### [Aim of the task]
Going through the material below, please gather all lines with the word "present" in them.

### [Entries provided]
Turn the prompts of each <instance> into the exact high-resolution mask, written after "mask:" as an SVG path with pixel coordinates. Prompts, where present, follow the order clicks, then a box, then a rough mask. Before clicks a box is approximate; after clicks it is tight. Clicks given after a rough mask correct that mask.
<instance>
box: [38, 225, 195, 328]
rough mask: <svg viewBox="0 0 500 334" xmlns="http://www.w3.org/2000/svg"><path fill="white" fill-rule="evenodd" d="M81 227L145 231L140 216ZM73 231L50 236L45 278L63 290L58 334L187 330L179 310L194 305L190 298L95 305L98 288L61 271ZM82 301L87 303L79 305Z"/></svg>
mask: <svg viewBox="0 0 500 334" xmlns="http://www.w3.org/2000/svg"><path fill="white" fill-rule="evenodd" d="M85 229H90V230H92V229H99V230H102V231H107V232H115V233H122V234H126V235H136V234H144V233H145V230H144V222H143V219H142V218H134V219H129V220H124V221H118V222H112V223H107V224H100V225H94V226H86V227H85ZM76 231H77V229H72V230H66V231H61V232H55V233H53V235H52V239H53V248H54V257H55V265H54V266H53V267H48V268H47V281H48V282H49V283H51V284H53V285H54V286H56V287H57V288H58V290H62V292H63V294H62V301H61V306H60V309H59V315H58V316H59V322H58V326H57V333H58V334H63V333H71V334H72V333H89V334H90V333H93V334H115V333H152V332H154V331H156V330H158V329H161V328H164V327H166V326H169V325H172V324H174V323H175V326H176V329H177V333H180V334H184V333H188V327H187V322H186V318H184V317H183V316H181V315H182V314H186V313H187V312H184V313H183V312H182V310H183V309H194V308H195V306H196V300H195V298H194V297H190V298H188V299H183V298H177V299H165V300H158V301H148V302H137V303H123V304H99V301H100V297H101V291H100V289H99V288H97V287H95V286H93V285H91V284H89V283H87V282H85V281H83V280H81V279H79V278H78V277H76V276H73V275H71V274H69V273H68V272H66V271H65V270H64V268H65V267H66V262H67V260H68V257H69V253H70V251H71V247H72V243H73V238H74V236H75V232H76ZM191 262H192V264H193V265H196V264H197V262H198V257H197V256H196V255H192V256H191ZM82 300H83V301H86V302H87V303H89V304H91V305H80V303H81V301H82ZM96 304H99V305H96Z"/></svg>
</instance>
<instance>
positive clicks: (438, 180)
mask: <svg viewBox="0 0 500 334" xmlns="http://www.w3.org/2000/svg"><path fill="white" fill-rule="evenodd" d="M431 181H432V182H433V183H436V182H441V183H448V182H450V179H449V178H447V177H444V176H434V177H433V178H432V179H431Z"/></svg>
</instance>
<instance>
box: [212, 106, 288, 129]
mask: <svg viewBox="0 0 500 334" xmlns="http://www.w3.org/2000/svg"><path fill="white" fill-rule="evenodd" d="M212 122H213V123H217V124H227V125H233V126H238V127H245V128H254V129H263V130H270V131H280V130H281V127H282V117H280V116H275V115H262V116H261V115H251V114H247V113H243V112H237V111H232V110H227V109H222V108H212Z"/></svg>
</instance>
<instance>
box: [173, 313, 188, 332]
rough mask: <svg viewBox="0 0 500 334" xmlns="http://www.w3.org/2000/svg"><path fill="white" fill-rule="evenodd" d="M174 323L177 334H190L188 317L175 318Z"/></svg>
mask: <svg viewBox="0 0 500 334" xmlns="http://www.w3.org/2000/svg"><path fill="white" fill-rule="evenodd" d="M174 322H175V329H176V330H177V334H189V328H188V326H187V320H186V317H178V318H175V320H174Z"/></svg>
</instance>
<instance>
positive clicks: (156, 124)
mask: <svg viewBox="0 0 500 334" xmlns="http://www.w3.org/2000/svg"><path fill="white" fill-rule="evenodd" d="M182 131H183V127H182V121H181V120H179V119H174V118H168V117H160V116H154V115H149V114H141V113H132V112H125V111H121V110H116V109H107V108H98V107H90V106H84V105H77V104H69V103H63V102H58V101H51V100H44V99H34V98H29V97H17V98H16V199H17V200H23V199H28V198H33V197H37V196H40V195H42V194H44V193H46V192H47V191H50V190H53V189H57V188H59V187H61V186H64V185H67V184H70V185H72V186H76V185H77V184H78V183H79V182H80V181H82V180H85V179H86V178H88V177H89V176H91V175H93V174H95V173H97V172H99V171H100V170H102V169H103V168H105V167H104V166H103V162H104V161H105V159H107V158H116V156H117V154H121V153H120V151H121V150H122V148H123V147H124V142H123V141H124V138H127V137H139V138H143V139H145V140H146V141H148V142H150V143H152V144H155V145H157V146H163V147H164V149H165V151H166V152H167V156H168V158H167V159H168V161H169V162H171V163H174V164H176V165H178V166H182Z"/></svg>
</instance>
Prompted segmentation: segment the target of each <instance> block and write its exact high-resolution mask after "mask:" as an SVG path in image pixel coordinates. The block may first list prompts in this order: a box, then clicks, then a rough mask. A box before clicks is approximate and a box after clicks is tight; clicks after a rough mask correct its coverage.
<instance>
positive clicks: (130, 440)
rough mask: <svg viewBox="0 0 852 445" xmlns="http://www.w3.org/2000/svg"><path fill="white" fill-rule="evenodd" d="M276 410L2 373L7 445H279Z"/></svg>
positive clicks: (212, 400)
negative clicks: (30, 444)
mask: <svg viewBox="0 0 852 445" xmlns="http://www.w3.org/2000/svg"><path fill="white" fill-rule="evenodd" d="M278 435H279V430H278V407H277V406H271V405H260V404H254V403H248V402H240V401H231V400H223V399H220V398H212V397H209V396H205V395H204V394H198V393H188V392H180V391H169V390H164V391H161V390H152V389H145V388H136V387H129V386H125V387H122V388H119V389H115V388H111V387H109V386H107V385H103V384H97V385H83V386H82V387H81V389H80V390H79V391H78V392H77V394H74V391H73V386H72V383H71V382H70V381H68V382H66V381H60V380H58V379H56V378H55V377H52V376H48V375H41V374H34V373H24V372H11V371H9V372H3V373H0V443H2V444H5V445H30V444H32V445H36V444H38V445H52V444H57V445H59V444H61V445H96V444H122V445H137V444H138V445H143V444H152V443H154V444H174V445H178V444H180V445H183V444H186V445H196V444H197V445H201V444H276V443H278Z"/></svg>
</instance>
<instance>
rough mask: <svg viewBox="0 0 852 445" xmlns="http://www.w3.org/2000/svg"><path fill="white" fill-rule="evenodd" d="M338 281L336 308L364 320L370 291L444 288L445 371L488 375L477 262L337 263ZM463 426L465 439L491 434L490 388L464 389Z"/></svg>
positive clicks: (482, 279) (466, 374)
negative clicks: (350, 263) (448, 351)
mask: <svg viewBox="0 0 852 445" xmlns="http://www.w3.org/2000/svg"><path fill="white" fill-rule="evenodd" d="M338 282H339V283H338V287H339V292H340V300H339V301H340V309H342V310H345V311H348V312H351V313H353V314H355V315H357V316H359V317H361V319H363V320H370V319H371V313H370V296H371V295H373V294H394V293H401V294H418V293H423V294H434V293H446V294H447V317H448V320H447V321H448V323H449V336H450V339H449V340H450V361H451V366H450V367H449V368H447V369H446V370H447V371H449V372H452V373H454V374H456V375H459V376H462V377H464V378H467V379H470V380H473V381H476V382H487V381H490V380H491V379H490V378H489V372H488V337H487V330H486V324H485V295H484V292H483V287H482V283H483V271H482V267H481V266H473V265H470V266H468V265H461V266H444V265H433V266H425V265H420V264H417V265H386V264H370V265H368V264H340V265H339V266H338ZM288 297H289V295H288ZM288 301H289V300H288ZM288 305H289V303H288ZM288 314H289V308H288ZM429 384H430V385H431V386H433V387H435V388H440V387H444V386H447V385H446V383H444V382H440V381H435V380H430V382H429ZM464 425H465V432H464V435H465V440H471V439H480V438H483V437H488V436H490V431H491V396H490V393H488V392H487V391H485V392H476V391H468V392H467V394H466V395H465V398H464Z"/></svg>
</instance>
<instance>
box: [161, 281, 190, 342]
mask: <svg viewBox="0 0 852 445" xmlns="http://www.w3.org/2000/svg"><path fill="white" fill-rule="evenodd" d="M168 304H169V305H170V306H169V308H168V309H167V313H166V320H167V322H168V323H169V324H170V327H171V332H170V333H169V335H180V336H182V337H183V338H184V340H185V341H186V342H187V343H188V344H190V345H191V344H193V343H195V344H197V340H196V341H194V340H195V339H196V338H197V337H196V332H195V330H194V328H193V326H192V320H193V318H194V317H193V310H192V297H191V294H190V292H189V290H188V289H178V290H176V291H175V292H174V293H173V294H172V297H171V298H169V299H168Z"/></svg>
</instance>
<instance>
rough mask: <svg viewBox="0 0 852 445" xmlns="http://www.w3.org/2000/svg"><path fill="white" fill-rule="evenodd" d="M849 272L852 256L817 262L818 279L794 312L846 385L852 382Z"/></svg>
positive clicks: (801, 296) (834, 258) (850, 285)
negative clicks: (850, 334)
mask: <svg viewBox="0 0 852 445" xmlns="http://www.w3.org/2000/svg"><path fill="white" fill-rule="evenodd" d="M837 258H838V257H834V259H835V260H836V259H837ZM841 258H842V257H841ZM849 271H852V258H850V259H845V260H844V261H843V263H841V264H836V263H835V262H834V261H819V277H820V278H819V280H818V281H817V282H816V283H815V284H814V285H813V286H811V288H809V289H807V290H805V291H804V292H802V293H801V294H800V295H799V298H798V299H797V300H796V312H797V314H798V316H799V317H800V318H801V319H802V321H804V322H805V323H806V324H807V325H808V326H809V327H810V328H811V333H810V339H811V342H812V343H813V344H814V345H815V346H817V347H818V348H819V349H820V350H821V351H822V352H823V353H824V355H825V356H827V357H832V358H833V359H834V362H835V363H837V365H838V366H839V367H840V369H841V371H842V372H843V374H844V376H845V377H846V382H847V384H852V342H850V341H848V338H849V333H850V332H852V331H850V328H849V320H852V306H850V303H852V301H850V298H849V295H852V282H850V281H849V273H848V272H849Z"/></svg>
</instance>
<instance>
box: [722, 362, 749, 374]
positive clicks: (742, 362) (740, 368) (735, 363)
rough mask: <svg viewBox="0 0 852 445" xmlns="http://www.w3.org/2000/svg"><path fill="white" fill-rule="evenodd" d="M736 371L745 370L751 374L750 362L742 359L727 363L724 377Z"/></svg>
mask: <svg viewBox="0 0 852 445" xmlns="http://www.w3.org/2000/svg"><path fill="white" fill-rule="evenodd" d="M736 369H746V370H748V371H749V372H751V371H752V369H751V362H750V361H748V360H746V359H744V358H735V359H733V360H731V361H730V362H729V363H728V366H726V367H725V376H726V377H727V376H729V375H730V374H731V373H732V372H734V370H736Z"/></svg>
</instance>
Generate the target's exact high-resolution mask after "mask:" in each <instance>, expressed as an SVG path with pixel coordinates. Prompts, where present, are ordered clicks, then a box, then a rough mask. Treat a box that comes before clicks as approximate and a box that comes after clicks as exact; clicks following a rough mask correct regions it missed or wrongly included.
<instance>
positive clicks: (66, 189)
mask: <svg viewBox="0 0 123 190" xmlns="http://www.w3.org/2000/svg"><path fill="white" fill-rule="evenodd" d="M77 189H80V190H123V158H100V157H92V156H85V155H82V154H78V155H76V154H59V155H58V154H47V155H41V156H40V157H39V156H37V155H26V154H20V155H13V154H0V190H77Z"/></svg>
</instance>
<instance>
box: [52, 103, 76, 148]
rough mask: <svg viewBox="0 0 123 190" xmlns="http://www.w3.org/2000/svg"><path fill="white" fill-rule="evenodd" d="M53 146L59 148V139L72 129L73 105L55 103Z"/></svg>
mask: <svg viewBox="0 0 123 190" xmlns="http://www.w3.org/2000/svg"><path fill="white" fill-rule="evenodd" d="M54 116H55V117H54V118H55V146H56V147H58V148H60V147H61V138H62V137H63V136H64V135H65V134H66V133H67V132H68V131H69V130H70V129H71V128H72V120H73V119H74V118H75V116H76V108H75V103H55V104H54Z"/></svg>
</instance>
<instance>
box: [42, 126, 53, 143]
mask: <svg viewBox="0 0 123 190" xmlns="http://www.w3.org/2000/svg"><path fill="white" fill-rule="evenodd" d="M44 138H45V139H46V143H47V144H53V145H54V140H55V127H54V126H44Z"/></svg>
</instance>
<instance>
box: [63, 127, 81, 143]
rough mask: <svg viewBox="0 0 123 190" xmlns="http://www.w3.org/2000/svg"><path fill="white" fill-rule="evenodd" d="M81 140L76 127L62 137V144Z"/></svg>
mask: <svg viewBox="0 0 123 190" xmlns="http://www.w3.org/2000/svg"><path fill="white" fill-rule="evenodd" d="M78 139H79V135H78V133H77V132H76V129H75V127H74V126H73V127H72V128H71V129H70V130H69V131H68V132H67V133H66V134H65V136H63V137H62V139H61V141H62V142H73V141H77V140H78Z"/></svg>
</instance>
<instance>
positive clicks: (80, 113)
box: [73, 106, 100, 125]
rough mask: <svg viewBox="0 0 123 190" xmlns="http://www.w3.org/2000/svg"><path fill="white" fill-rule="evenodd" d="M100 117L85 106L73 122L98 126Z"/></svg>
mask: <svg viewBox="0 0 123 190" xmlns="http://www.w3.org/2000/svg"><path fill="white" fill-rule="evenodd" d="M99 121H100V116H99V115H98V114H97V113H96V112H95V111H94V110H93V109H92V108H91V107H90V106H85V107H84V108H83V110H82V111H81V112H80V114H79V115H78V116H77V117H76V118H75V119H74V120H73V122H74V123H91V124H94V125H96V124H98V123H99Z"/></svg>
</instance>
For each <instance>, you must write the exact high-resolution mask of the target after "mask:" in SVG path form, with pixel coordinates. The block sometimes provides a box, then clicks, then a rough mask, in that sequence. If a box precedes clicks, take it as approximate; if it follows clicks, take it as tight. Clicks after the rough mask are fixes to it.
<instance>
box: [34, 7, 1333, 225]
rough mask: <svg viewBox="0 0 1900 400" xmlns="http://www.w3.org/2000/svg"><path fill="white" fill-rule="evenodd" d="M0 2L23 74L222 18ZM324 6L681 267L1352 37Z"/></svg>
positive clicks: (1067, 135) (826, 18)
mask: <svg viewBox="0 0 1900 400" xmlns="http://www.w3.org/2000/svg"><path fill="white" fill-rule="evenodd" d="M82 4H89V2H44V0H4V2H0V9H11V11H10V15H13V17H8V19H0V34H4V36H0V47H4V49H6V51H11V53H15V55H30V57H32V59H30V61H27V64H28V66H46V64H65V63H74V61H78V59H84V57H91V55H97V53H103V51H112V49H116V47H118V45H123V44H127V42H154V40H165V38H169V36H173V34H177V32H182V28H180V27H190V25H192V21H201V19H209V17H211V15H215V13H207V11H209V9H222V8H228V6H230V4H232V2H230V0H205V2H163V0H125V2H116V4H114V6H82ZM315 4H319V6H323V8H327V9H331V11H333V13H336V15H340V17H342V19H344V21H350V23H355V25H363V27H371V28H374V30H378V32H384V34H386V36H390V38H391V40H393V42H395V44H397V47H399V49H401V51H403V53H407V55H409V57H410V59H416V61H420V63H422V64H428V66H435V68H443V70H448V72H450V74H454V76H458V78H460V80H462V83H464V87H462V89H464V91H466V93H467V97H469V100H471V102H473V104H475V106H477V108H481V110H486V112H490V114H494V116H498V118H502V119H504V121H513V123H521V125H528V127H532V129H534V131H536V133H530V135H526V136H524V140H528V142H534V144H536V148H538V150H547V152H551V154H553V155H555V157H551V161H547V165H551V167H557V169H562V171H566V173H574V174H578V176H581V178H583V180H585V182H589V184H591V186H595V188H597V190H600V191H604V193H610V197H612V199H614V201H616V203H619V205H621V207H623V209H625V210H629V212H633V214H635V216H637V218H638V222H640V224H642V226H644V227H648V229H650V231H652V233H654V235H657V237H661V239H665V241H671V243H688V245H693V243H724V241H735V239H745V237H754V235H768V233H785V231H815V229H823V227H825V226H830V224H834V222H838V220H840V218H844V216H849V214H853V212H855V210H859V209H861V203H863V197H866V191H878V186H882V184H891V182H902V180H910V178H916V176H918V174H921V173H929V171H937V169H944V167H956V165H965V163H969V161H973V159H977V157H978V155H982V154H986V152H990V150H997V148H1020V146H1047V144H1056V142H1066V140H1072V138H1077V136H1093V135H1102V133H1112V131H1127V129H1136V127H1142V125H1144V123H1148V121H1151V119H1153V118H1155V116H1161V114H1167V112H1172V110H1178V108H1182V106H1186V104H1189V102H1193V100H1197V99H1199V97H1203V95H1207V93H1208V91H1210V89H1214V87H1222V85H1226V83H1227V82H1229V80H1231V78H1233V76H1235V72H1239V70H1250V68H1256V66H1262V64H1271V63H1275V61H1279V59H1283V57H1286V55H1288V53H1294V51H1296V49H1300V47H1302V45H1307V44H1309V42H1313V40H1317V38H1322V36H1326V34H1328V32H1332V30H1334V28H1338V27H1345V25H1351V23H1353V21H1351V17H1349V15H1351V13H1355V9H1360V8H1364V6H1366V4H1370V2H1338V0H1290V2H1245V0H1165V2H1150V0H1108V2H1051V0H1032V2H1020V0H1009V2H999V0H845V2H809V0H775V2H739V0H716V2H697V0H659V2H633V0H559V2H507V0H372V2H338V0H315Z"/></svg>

### [Exercise result]
Turn the prompts of each <instance> into the exact high-resolution mask, written after "mask:" as an SVG path with pixel coordinates. Prompts, where present, follow the order clicks, then a box, then a rough mask. Before clicks a box is approximate; after clicks it is tight. Clicks given after a rough mask correct that mask.
Generate the target's exact high-resolution mask after "mask:" in each <instance>, expressed as an SVG path with pixel coordinates. Prompts, where present, are ordered clicks, then a box, then a rough mask. Treat a box that comes before clicks as approximate and a box that comes after clicks as exact; clicks following a rough mask correct regions it missed or wrongly included.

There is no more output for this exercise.